Image box annotation records:

========

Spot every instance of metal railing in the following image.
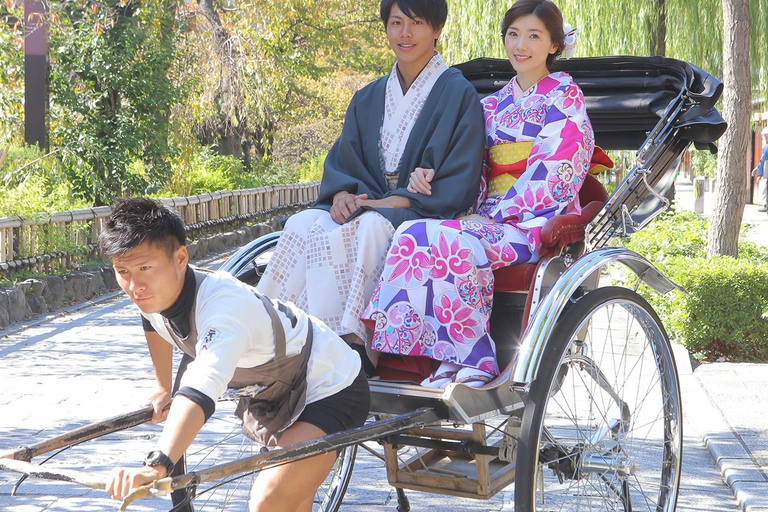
[0,181,320,274]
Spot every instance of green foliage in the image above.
[162,147,259,197]
[0,146,88,218]
[621,211,768,360]
[0,2,24,145]
[50,0,179,205]
[174,0,391,160]
[443,0,768,99]
[657,256,768,361]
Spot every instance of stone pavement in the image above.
[0,180,768,512]
[0,274,739,512]
[675,178,768,512]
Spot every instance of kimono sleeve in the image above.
[492,82,594,224]
[315,88,381,209]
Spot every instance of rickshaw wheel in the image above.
[515,287,683,512]
[171,403,357,512]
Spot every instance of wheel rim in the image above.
[523,291,682,511]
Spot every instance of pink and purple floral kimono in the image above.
[362,73,594,375]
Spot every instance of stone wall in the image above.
[0,218,284,329]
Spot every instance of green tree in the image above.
[178,0,385,168]
[444,0,768,256]
[50,0,178,205]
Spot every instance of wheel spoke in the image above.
[515,288,682,511]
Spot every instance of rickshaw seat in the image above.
[493,174,608,292]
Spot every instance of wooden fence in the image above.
[0,181,320,275]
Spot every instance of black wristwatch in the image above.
[144,450,176,476]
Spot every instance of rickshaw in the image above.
[0,57,726,512]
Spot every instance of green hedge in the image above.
[622,208,768,361]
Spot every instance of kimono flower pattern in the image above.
[362,73,594,374]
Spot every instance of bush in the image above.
[164,147,260,197]
[657,256,768,360]
[0,146,89,218]
[621,208,768,360]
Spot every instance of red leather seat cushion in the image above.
[493,263,536,292]
[493,174,608,292]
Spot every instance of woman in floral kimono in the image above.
[363,0,594,387]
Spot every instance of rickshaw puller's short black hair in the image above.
[99,197,187,258]
[379,0,448,29]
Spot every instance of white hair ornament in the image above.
[563,22,579,59]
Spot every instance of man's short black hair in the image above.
[379,0,448,30]
[99,197,187,258]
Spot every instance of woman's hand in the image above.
[105,465,168,500]
[355,195,411,208]
[406,167,435,196]
[456,213,498,224]
[149,388,171,425]
[331,190,368,224]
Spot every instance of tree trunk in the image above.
[707,0,752,257]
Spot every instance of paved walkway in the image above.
[675,174,768,512]
[0,177,768,512]
[0,295,739,512]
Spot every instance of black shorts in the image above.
[296,369,371,435]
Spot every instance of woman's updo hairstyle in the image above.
[501,0,565,68]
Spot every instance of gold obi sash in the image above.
[488,140,533,197]
[488,140,613,197]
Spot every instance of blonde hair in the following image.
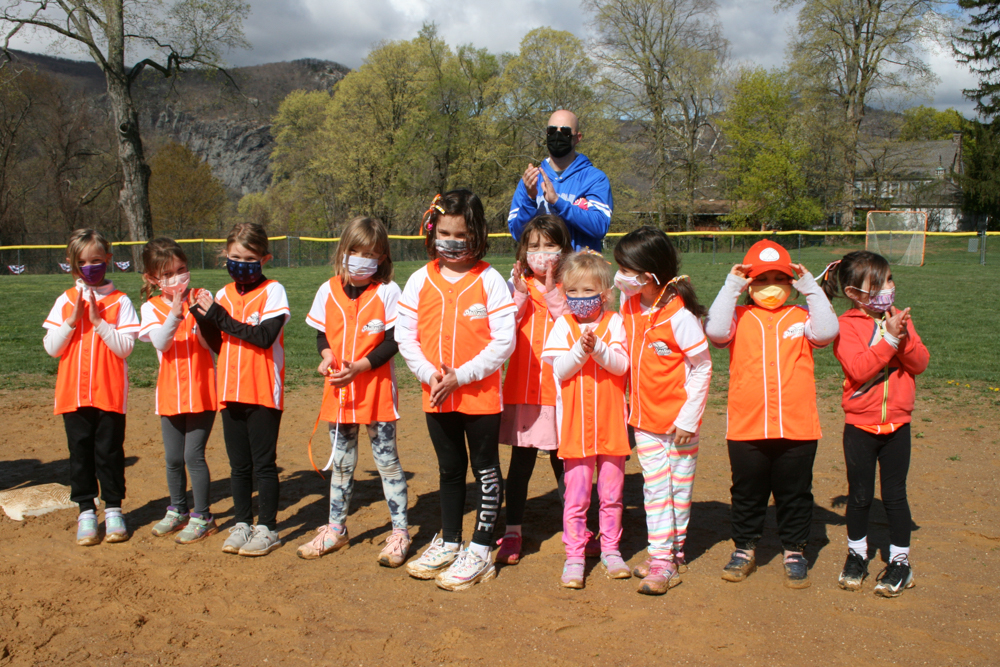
[333,216,393,285]
[142,237,187,301]
[66,229,111,277]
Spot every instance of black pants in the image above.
[427,412,503,546]
[63,408,125,512]
[728,439,816,551]
[844,424,912,555]
[222,403,281,530]
[506,447,566,526]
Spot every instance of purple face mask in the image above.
[80,262,108,287]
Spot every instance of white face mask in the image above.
[344,255,378,280]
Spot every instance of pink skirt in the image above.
[500,404,559,451]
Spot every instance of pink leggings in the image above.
[563,456,625,563]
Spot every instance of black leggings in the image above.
[507,447,566,526]
[222,403,281,530]
[427,412,503,546]
[844,424,912,547]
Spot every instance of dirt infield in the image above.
[0,383,1000,667]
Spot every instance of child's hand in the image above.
[431,364,458,408]
[330,358,372,387]
[510,262,528,294]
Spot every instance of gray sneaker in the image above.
[239,526,281,556]
[222,521,253,554]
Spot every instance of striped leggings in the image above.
[635,429,698,560]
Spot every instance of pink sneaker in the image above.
[496,533,521,565]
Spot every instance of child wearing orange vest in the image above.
[823,250,930,597]
[139,238,221,544]
[42,229,139,546]
[297,217,410,567]
[542,250,632,588]
[705,240,837,588]
[615,227,712,595]
[396,190,517,590]
[195,222,290,556]
[496,215,573,565]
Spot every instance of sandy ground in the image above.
[0,383,1000,667]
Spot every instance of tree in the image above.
[584,0,729,230]
[149,141,227,236]
[0,0,250,256]
[722,68,823,231]
[776,0,945,229]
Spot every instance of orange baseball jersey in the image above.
[215,280,291,410]
[621,294,708,433]
[542,311,630,459]
[726,305,822,440]
[396,260,517,415]
[139,296,219,417]
[42,283,139,415]
[306,276,400,424]
[503,276,556,405]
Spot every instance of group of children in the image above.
[44,190,928,597]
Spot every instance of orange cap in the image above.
[743,239,795,278]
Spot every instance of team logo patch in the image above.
[361,319,385,334]
[462,303,489,320]
[781,322,806,338]
[649,340,670,357]
[760,248,781,262]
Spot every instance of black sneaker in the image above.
[837,549,868,591]
[875,556,915,598]
[785,554,810,588]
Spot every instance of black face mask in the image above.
[545,132,573,158]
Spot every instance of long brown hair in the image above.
[615,225,708,317]
[142,236,187,301]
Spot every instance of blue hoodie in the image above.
[507,153,612,251]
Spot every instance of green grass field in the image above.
[0,244,1000,389]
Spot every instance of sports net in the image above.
[865,211,927,266]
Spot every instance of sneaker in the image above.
[722,549,757,582]
[76,513,101,547]
[785,553,810,588]
[637,558,681,595]
[559,563,583,590]
[174,514,219,544]
[104,512,131,544]
[378,528,410,567]
[222,521,253,554]
[601,552,632,579]
[153,506,191,537]
[875,555,916,598]
[406,533,461,579]
[437,548,497,591]
[496,533,521,565]
[295,523,350,560]
[837,549,868,591]
[237,525,281,556]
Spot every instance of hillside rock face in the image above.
[154,109,274,195]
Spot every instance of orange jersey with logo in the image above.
[306,276,400,424]
[397,260,516,415]
[42,287,139,415]
[542,311,631,459]
[139,296,219,417]
[621,294,708,433]
[726,305,822,441]
[503,276,556,405]
[215,280,290,410]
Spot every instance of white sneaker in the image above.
[406,533,461,579]
[437,548,497,591]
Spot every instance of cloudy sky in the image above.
[5,0,975,115]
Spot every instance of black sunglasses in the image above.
[545,125,573,137]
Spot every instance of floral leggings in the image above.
[330,422,408,530]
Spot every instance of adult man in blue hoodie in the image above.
[507,109,612,251]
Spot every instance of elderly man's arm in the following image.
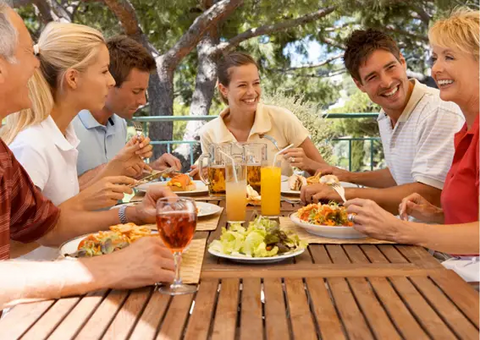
[0,237,174,310]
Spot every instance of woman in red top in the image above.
[346,10,480,260]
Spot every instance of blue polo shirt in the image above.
[72,110,127,176]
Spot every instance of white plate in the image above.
[195,202,222,217]
[208,248,305,264]
[281,182,358,195]
[290,213,367,238]
[58,229,158,259]
[136,181,208,196]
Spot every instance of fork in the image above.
[330,183,347,203]
[133,121,143,138]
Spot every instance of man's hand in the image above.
[300,183,342,204]
[72,176,135,211]
[152,153,182,171]
[126,184,177,224]
[345,198,411,243]
[398,193,444,224]
[87,236,175,289]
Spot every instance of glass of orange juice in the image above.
[225,144,247,222]
[261,157,282,217]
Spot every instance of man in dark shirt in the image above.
[0,0,174,311]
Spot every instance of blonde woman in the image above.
[1,23,151,210]
[346,10,480,281]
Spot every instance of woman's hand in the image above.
[345,198,412,243]
[398,193,444,224]
[74,176,135,211]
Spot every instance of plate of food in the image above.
[290,203,367,239]
[59,223,158,258]
[195,202,222,217]
[208,216,308,264]
[281,173,358,195]
[137,174,208,196]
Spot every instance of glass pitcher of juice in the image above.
[261,157,282,217]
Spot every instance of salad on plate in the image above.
[209,216,308,258]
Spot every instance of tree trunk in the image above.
[176,27,219,167]
[148,56,174,160]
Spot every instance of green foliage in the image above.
[263,92,335,162]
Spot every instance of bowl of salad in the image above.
[208,216,308,264]
[290,203,367,239]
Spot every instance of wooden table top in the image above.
[0,198,479,340]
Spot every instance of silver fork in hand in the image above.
[331,183,347,203]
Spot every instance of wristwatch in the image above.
[118,205,128,224]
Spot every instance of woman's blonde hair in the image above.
[428,8,480,60]
[0,22,105,144]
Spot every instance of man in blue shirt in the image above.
[73,36,181,187]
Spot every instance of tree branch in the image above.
[217,7,335,52]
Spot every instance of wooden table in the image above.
[0,202,479,340]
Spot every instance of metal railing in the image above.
[133,112,380,171]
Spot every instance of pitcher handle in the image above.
[197,153,210,185]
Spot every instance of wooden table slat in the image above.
[263,279,290,340]
[130,290,171,340]
[348,278,401,340]
[368,277,428,340]
[430,271,479,328]
[185,279,218,340]
[285,279,317,340]
[156,294,194,340]
[102,287,153,340]
[212,279,240,340]
[378,244,408,263]
[22,297,80,340]
[48,289,109,340]
[306,278,346,340]
[327,278,373,339]
[326,244,351,264]
[75,290,129,340]
[343,244,370,263]
[240,279,263,340]
[390,277,456,339]
[410,276,478,339]
[360,244,388,263]
[0,300,55,339]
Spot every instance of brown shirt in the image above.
[0,140,60,260]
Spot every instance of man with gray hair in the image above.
[0,0,174,314]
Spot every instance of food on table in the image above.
[288,174,307,191]
[209,216,308,257]
[247,184,262,205]
[320,175,340,185]
[297,203,353,227]
[71,223,152,257]
[167,174,197,191]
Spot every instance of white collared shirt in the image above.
[199,103,309,176]
[378,80,465,189]
[9,116,79,205]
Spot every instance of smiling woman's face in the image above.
[432,45,479,108]
[218,64,262,112]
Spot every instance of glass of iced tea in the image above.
[243,143,267,194]
[198,143,232,197]
[157,197,197,295]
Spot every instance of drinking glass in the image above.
[198,143,232,197]
[225,144,247,222]
[261,157,282,217]
[243,143,267,194]
[157,197,197,295]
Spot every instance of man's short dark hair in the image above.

========

> [Task]:
Arrange the rows from the line with "Spot every instance of silver" up to and including the line with "[73,36,181,187]" as a two-column CSV headed text and boxes. Give each row one CSV line, with each field in quotation marks and any line breaks inside a field turned into spaces.

> [Exercise answer]:
text,boxes
"Spot every instance of silver fork in hand in the image above.","[331,183,347,203]"
"Spot every instance of wristwatch in the image above.","[118,205,128,224]"
"Spot every instance of woman's blonde hair in the image above.","[428,8,480,60] [0,22,105,144]"
"Spot every instance of man in blue shirt in the image above.","[73,36,181,187]"